Source document>
June 9, 2022

“Jurassic World: Dominion” Could Kill the Franchise for Good (Review)

The Jurassic Park series has been more of a rollercoaster than most franchises. From one of the greatest films of all time came two lackluster follow-ups, a soft reboot with a critically-panned but financially successful sequel, and finally, Jurassic World: Dominion, which intends to wrap up the second trilogy while providing closure to arcs dating all the way back to the 1993 original.

It’s an admirable goal. Dominion attempts to provide a satisfying answer to the question posed by its predecessor, Fallen Kingdom, about what would happen if dinosaurs were living among us on planet Earth. That could have been a fascinating premise, but frustratingly, Dominion chooses to go in a completely different direction, spitting in the face of what the first two Jurassic World films set up.

Information>
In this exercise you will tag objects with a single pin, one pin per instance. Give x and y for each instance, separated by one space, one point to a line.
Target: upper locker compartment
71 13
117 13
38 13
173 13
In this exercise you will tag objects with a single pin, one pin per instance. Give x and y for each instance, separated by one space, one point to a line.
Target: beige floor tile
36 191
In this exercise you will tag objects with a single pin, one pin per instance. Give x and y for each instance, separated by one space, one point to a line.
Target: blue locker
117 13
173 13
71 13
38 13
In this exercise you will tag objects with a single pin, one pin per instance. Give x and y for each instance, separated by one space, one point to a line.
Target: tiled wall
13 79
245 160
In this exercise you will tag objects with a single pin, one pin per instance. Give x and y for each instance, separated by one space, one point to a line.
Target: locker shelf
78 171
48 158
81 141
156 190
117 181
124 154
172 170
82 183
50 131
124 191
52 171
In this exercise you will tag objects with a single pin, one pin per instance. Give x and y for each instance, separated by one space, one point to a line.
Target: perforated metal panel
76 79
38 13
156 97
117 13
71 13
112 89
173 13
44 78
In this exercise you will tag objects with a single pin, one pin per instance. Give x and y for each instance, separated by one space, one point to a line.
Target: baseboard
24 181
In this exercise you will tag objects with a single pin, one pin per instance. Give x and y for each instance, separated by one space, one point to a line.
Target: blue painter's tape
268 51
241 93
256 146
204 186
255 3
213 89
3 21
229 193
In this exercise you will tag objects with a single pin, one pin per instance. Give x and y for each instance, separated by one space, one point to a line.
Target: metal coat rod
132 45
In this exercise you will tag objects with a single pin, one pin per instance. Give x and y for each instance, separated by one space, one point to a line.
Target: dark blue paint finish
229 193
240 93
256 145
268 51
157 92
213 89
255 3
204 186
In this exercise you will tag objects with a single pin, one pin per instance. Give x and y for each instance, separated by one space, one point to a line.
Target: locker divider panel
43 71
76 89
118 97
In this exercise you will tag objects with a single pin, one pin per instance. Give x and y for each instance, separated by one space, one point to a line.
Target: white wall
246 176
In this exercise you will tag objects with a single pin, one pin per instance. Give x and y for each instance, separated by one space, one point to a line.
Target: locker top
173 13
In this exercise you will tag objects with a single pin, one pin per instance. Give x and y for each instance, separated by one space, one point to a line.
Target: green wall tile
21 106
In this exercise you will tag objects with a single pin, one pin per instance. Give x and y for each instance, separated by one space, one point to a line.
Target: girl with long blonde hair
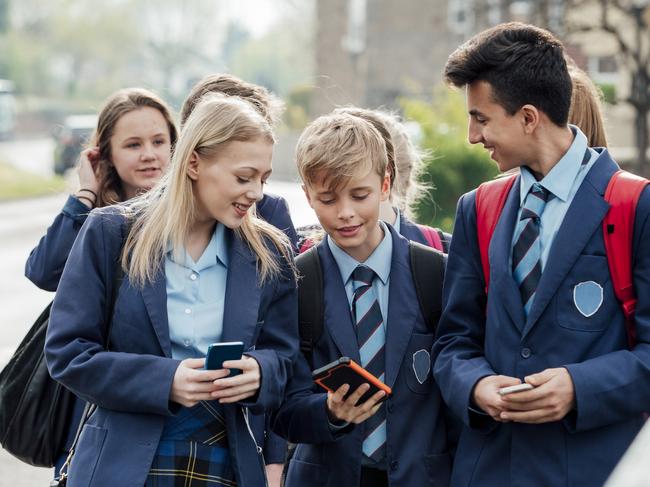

List of tasks>
- 1) Reproduce the passage of the Dominion review starting with "June 9, 2022" and going on through "the 1993 original.".
- 2) Translate this sentence from the Dominion review into Spanish: "That could have been a fascinating premise, but frustratingly, Dominion chooses to go in a completely different direction, spitting in the face of what the first two Jurassic World films set up."

Numbered answers>
- 1)
June 9, 2022

“Jurassic World: Dominion” Could Kill the Franchise for Good (Review)

The Jurassic Park series has been more of a rollercoaster than most franchises. From one of the greatest films of all time came two lackluster follow-ups, a soft reboot with a critically-panned but financially successful sequel, and finally, Jurassic World: Dominion, which intends to wrap up the second trilogy while providing closure to arcs dating all the way back to the 1993 original.

- 2) Esa podría haber sido una premisa fascinante, pero, de manera frustrante, Dominion elige ir en una dirección completamente distinta, escupiendo en la cara de lo que plantearon las dos primeras películas de Jurassic World.